- _EXERCISE DETAILS_: Format every line of the items below as a Markdown table with two columns, No. for the row number and Line for the line itself, and omit any blank lines. Leave the pictures out of your answer.

- _Named-object pointing records_:

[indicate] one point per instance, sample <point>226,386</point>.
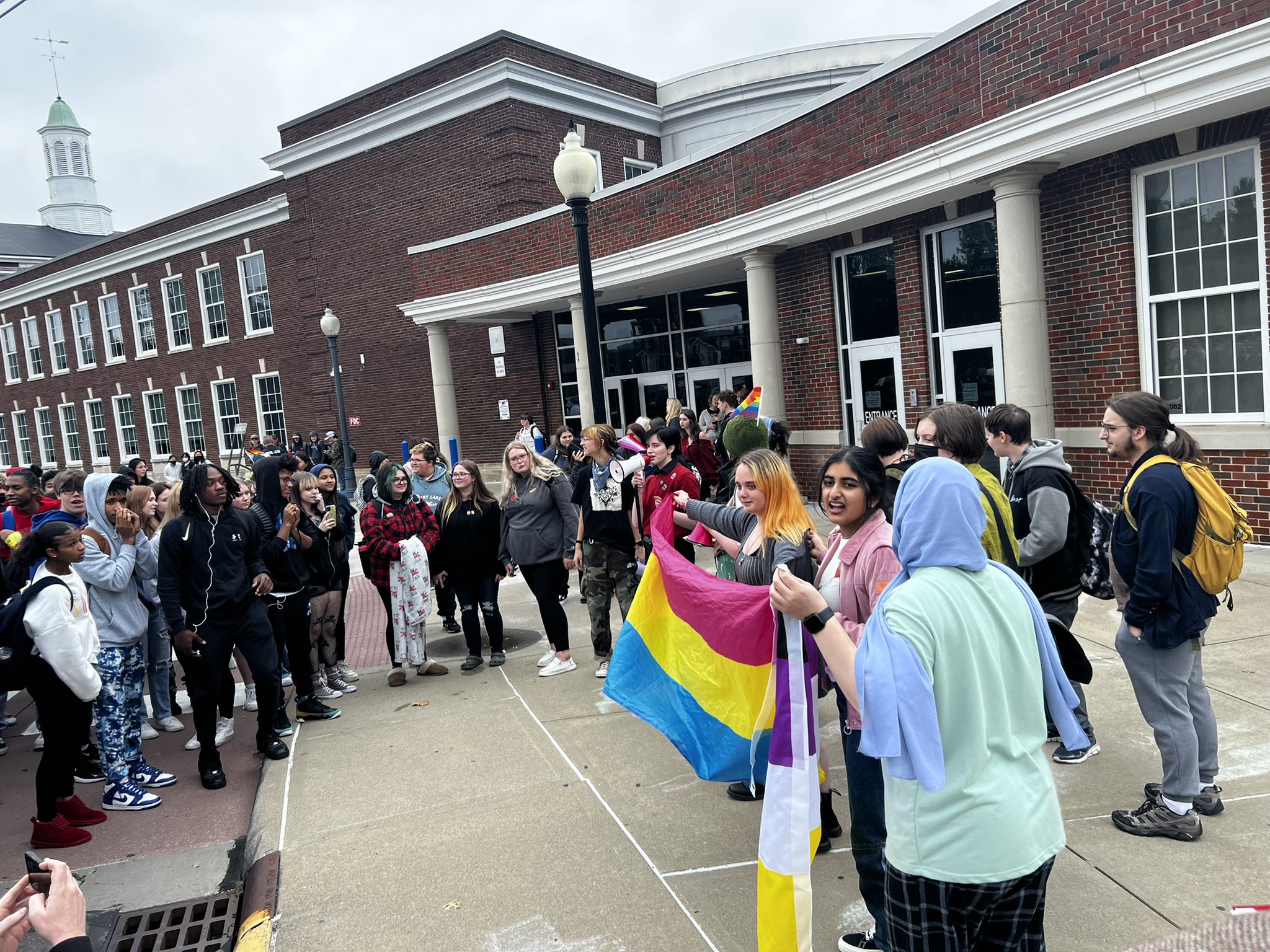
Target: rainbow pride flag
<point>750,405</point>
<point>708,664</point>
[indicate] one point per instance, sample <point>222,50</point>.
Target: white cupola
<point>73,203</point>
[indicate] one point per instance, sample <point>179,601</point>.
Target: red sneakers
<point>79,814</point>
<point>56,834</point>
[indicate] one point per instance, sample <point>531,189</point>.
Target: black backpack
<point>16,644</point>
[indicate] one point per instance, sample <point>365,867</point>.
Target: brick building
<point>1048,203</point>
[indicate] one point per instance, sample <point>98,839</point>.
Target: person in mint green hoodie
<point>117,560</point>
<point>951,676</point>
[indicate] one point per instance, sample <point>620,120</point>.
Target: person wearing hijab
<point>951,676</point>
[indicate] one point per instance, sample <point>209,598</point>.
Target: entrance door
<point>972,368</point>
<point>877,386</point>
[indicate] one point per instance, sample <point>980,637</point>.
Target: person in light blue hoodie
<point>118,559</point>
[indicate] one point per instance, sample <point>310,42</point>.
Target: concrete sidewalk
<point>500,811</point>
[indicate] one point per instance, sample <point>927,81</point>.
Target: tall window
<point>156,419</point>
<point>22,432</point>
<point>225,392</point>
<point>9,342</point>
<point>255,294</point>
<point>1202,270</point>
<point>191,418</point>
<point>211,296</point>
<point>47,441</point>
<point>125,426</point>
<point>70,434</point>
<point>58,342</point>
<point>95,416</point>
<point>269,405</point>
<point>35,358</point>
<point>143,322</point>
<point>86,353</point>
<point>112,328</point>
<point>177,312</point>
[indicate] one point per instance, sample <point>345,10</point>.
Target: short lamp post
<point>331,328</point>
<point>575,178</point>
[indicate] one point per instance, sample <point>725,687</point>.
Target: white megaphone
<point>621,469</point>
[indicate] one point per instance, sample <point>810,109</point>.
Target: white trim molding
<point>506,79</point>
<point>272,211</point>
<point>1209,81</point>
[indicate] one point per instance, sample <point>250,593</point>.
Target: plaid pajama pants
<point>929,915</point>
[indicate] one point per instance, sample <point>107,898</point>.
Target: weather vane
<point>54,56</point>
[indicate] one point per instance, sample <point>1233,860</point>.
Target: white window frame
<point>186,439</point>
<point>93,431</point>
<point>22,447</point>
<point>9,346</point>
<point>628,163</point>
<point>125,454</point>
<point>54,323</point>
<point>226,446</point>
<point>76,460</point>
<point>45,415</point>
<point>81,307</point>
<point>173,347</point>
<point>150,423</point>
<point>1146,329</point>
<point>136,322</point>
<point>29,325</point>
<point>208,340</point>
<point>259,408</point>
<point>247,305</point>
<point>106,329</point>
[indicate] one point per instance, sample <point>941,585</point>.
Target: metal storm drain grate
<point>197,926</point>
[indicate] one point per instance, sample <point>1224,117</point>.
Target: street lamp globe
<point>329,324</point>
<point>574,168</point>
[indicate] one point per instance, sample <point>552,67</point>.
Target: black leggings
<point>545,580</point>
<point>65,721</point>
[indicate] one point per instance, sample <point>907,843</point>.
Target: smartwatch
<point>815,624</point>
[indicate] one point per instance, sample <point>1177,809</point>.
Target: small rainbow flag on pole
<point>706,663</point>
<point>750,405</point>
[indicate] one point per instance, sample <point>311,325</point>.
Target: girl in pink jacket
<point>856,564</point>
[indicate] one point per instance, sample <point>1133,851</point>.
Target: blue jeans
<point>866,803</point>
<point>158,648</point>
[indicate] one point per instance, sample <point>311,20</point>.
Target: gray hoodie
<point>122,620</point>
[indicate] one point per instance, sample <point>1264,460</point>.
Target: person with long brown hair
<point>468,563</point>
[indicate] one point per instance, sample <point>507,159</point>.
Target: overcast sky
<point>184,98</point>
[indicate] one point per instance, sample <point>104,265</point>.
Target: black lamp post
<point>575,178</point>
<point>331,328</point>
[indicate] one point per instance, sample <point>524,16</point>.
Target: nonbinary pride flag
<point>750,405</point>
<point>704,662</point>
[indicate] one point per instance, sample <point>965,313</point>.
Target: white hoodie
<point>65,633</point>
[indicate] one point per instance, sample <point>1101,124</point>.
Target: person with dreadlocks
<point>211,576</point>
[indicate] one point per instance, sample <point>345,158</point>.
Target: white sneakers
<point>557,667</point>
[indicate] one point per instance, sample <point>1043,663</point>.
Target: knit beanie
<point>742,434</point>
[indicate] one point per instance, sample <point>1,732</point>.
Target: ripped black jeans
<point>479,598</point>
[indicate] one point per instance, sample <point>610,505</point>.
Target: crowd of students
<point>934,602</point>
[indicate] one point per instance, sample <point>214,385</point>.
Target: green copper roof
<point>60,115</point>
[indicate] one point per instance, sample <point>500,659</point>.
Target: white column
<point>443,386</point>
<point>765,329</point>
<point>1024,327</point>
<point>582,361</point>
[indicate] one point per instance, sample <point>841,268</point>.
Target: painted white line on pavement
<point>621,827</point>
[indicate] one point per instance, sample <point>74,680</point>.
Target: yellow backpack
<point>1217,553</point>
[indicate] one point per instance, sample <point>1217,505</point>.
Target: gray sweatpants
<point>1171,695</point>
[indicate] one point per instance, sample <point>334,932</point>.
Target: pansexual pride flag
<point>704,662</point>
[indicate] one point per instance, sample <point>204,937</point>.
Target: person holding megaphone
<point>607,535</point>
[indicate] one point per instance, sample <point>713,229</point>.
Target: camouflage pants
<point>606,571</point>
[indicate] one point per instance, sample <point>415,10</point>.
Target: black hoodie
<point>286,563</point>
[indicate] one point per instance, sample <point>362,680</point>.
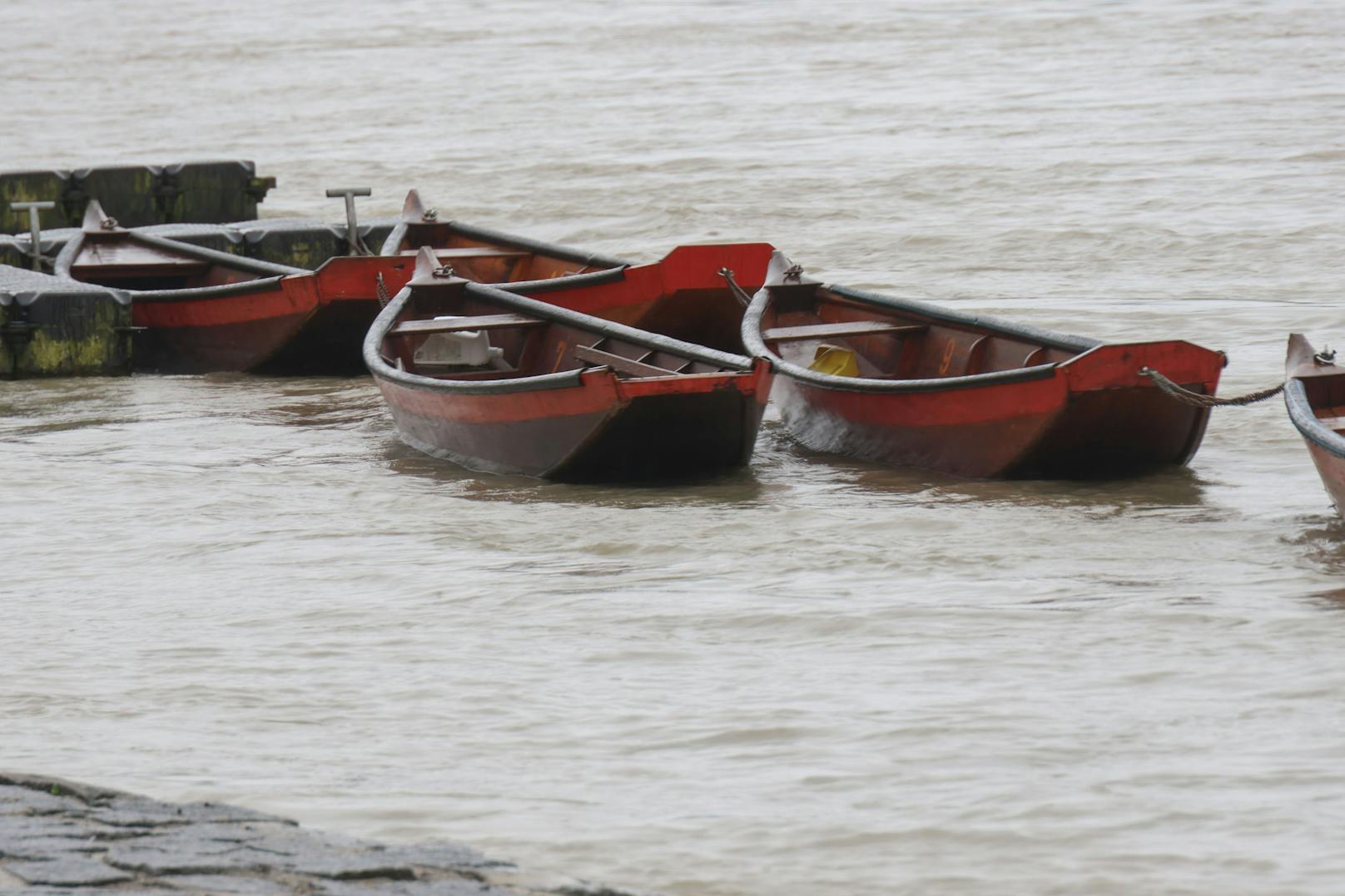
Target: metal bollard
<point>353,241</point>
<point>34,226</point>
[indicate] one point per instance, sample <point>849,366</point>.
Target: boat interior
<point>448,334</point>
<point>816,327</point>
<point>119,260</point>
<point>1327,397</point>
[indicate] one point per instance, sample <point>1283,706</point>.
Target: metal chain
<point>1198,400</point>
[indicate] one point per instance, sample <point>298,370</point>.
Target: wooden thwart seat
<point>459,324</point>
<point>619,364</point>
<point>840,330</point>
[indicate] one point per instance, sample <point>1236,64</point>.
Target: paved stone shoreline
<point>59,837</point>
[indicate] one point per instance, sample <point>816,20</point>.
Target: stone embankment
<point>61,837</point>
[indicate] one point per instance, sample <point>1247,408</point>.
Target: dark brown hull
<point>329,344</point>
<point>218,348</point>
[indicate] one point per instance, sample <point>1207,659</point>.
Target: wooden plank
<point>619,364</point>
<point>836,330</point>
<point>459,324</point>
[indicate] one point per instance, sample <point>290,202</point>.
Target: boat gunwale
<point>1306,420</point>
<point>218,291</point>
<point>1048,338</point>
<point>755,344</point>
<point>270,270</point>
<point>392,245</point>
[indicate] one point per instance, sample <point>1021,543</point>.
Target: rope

- _TASK RESULT_:
| No. | Line |
|---|---|
| 1 | [indicate] one point per instance, sample <point>226,386</point>. |
| 2 | Target: rainbow pride flag |
| 3 | <point>750,405</point> |
| 4 | <point>708,664</point> |
| 5 | [indicate] one point per instance, sample <point>222,50</point>. |
| 6 | Target: white cupola |
| 7 | <point>73,203</point> |
| 8 | [indicate] one point per instance, sample <point>179,601</point>. |
| 9 | Target: red sneakers |
| 10 | <point>79,814</point> |
| 11 | <point>56,834</point> |
| 12 | [indicate] one point per instance, sample <point>531,189</point>. |
| 13 | Target: black backpack |
| 14 | <point>16,644</point> |
| 15 | [indicate] one point per instance, sample <point>365,867</point>. |
| 16 | Target: brick building |
| 17 | <point>1048,203</point> |
| 18 | [indicate] one point per instance, sample <point>98,839</point>. |
| 19 | Target: person in mint green hoodie |
| 20 | <point>117,560</point> |
| 21 | <point>951,676</point> |
| 22 | [indicate] one point per instance, sample <point>620,120</point>. |
| 23 | Target: person wearing hijab |
| 24 | <point>951,676</point> |
| 25 | [indicate] one point per instance, sample <point>209,598</point>. |
| 26 | Target: entrance door |
| 27 | <point>972,368</point> |
| 28 | <point>877,386</point> |
| 29 | [indicate] one point per instance, sample <point>980,637</point>. |
| 30 | Target: person in light blue hoodie |
| 31 | <point>118,559</point> |
| 32 | [indicate] one point per instance, sample <point>310,42</point>. |
| 33 | Target: concrete sidewalk |
| 34 | <point>500,811</point> |
| 35 | [indicate] one point per instance, sample <point>927,81</point>. |
| 36 | Target: tall window |
| 37 | <point>156,419</point> |
| 38 | <point>22,432</point> |
| 39 | <point>225,392</point> |
| 40 | <point>9,342</point> |
| 41 | <point>255,294</point> |
| 42 | <point>1202,270</point> |
| 43 | <point>191,418</point> |
| 44 | <point>211,296</point> |
| 45 | <point>47,441</point> |
| 46 | <point>125,426</point> |
| 47 | <point>70,434</point> |
| 48 | <point>58,342</point> |
| 49 | <point>95,416</point> |
| 50 | <point>269,405</point> |
| 51 | <point>35,358</point> |
| 52 | <point>143,322</point> |
| 53 | <point>86,353</point> |
| 54 | <point>112,328</point> |
| 55 | <point>177,312</point> |
| 56 | [indicate] one point per instance, sample <point>345,10</point>. |
| 57 | Target: short lamp post |
| 58 | <point>331,328</point> |
| 59 | <point>575,178</point> |
| 60 | [indicate] one point per instance, sample <point>725,687</point>. |
| 61 | Target: white megaphone |
| 62 | <point>621,469</point> |
| 63 | [indicate] one point per instance, sample <point>810,109</point>. |
| 64 | Target: white trim molding |
| 65 | <point>506,79</point> |
| 66 | <point>272,211</point> |
| 67 | <point>1209,81</point> |
| 68 | [indicate] one point per instance, sample <point>250,593</point>. |
| 69 | Target: plaid pajama pants |
| 70 | <point>929,915</point> |
| 71 | [indicate] one point per instance, sample <point>107,898</point>. |
| 72 | Target: weather vane |
| 73 | <point>54,56</point> |
| 74 | [indicate] one point per instance, sample <point>1233,860</point>. |
| 75 | Target: white window frame |
| 76 | <point>186,439</point> |
| 77 | <point>93,431</point> |
| 78 | <point>22,447</point> |
| 79 | <point>9,346</point> |
| 80 | <point>628,163</point> |
| 81 | <point>125,454</point> |
| 82 | <point>54,323</point> |
| 83 | <point>226,446</point> |
| 84 | <point>76,460</point> |
| 85 | <point>45,415</point> |
| 86 | <point>81,307</point> |
| 87 | <point>173,347</point> |
| 88 | <point>150,423</point> |
| 89 | <point>1146,329</point> |
| 90 | <point>136,322</point> |
| 91 | <point>29,325</point> |
| 92 | <point>208,340</point> |
| 93 | <point>259,408</point> |
| 94 | <point>247,305</point> |
| 95 | <point>106,329</point> |
| 96 | [indicate] one point per instance, sample <point>941,585</point>. |
| 97 | Target: metal storm drain grate |
| 98 | <point>197,926</point> |
| 99 | [indicate] one point per instance, sample <point>1224,117</point>. |
| 100 | Target: street lamp globe |
| 101 | <point>329,324</point> |
| 102 | <point>574,168</point> |
| 103 | [indicate] one point per instance, sample <point>552,67</point>. |
| 104 | Target: black leggings |
| 105 | <point>545,580</point> |
| 106 | <point>65,721</point> |
| 107 | [indicate] one point per instance, sample <point>907,843</point>. |
| 108 | Target: smartwatch |
| 109 | <point>815,624</point> |
| 110 | [indicate] one point per instance, sample <point>1177,809</point>. |
| 111 | Target: small rainbow flag on pole |
| 112 | <point>706,663</point> |
| 113 | <point>750,405</point> |
| 114 | [indicate] one point per instance, sample <point>311,325</point>. |
| 115 | Target: girl in pink jacket |
| 116 | <point>856,564</point> |
| 117 | [indicate] one point per instance, sample <point>1133,851</point>. |
| 118 | Target: blue jeans |
| 119 | <point>866,803</point> |
| 120 | <point>158,648</point> |
| 121 | [indicate] one point per instance, sample <point>311,20</point>. |
| 122 | Target: gray hoodie |
| 123 | <point>122,620</point> |
| 124 | [indicate] one point per instance, sample <point>1264,460</point>. |
| 125 | Target: person with long brown hair |
| 126 | <point>468,563</point> |
| 127 | [indicate] one point per instance, sample <point>507,159</point>. |
| 128 | Target: overcast sky |
| 129 | <point>184,98</point> |
| 130 | [indicate] one point per instance, sample <point>104,265</point>. |
| 131 | Target: black lamp post |
| 132 | <point>575,178</point> |
| 133 | <point>331,328</point> |
| 134 | [indicate] one point per instance, sample <point>524,16</point>. |
| 135 | Target: nonbinary pride flag |
| 136 | <point>750,405</point> |
| 137 | <point>704,662</point> |
| 138 | [indicate] one point per instance, sample <point>965,313</point>. |
| 139 | Target: white hoodie |
| 140 | <point>65,633</point> |
| 141 | [indicate] one point per instance, sample <point>1101,124</point>. |
| 142 | Target: person with dreadlocks |
| 143 | <point>211,576</point> |
| 144 | [indicate] one point per instance, sample <point>345,158</point>. |
| 145 | Target: white sneakers |
| 146 | <point>557,667</point> |
| 147 | [indicate] one point per instance, sample <point>1043,663</point>. |
| 148 | Target: knit beanie |
| 149 | <point>742,434</point> |
| 150 | [indicate] one point per instance, sample <point>1,732</point>. |
| 151 | Target: ripped black jeans |
| 152 | <point>479,598</point> |
| 153 | [indicate] one point per instance, sample <point>610,505</point>. |
| 154 | Target: crowd of students |
| 155 | <point>934,602</point> |
| 156 | [indicate] one point per instance, sample <point>214,385</point>. |
| 157 | Target: green copper roof |
| 158 | <point>60,115</point> |
| 159 | [indicate] one point per instance, sample <point>500,659</point>. |
| 160 | Target: white column |
| 161 | <point>443,386</point> |
| 162 | <point>765,329</point> |
| 163 | <point>1024,327</point> |
| 164 | <point>582,361</point> |
| 165 | [indicate] one point per instance, sample <point>841,268</point>. |
| 166 | Target: painted white line on pavement |
| 167 | <point>621,827</point> |
| 168 | [indicate] one point per instance, sample <point>74,680</point>. |
| 169 | Target: yellow backpack |
| 170 | <point>1217,553</point> |
| 171 | [indicate] one point per instance, sample <point>1217,505</point>. |
| 172 | Target: gray sweatpants |
| 173 | <point>1171,695</point> |
| 174 | [indicate] one point per instance, sample <point>334,932</point>. |
| 175 | Target: pansexual pride flag |
| 176 | <point>704,662</point> |
| 177 | [indicate] one point per instance, sample <point>204,937</point>. |
| 178 | Target: person holding megaphone |
| 179 | <point>607,535</point> |
| 180 | [indicate] one point per instance, sample <point>713,229</point>. |
| 181 | Target: camouflage pants |
| 182 | <point>606,571</point> |
| 183 | [indicate] one point per instance, sample <point>415,10</point>. |
| 184 | Target: black hoodie |
| 185 | <point>286,563</point> |
| 186 | [indicate] one point per instance, sample <point>362,680</point>. |
| 187 | Target: metal bollard |
| 188 | <point>353,241</point> |
| 189 | <point>34,226</point> |
| 190 | [indicate] one point per instance, sample <point>849,366</point>. |
| 191 | Target: boat interior |
| 192 | <point>448,334</point> |
| 193 | <point>816,327</point> |
| 194 | <point>119,260</point> |
| 195 | <point>1327,397</point> |
| 196 | [indicate] one point per instance, sample <point>1283,706</point>. |
| 197 | Target: metal chain |
| 198 | <point>1198,400</point> |
| 199 | [indicate] one point per instance, sample <point>298,370</point>. |
| 200 | Target: wooden thwart seat |
| 201 | <point>459,324</point> |
| 202 | <point>619,364</point> |
| 203 | <point>840,330</point> |
| 204 | [indicate] one point per instance, sample <point>1236,64</point>. |
| 205 | Target: paved stone shoreline |
| 206 | <point>59,837</point> |
| 207 | [indicate] one point per instance, sample <point>816,20</point>. |
| 208 | Target: stone embankment |
| 209 | <point>61,837</point> |
| 210 | [indicate] one point per instance, sample <point>1247,408</point>. |
| 211 | Target: dark brown hull |
| 212 | <point>329,344</point> |
| 213 | <point>218,348</point> |
| 214 | [indicate] one point per instance, sample <point>1207,659</point>. |
| 215 | Target: wooden plank |
| 216 | <point>619,364</point> |
| 217 | <point>836,330</point> |
| 218 | <point>459,324</point> |
| 219 | [indicate] one point per instance, sample <point>290,202</point>. |
| 220 | Target: boat gunwale |
| 221 | <point>1306,420</point> |
| 222 | <point>218,291</point> |
| 223 | <point>1048,338</point> |
| 224 | <point>755,344</point> |
| 225 | <point>270,270</point> |
| 226 | <point>392,245</point> |
| 227 | [indicate] one point per instance, sample <point>1021,543</point>. |
| 228 | Target: rope |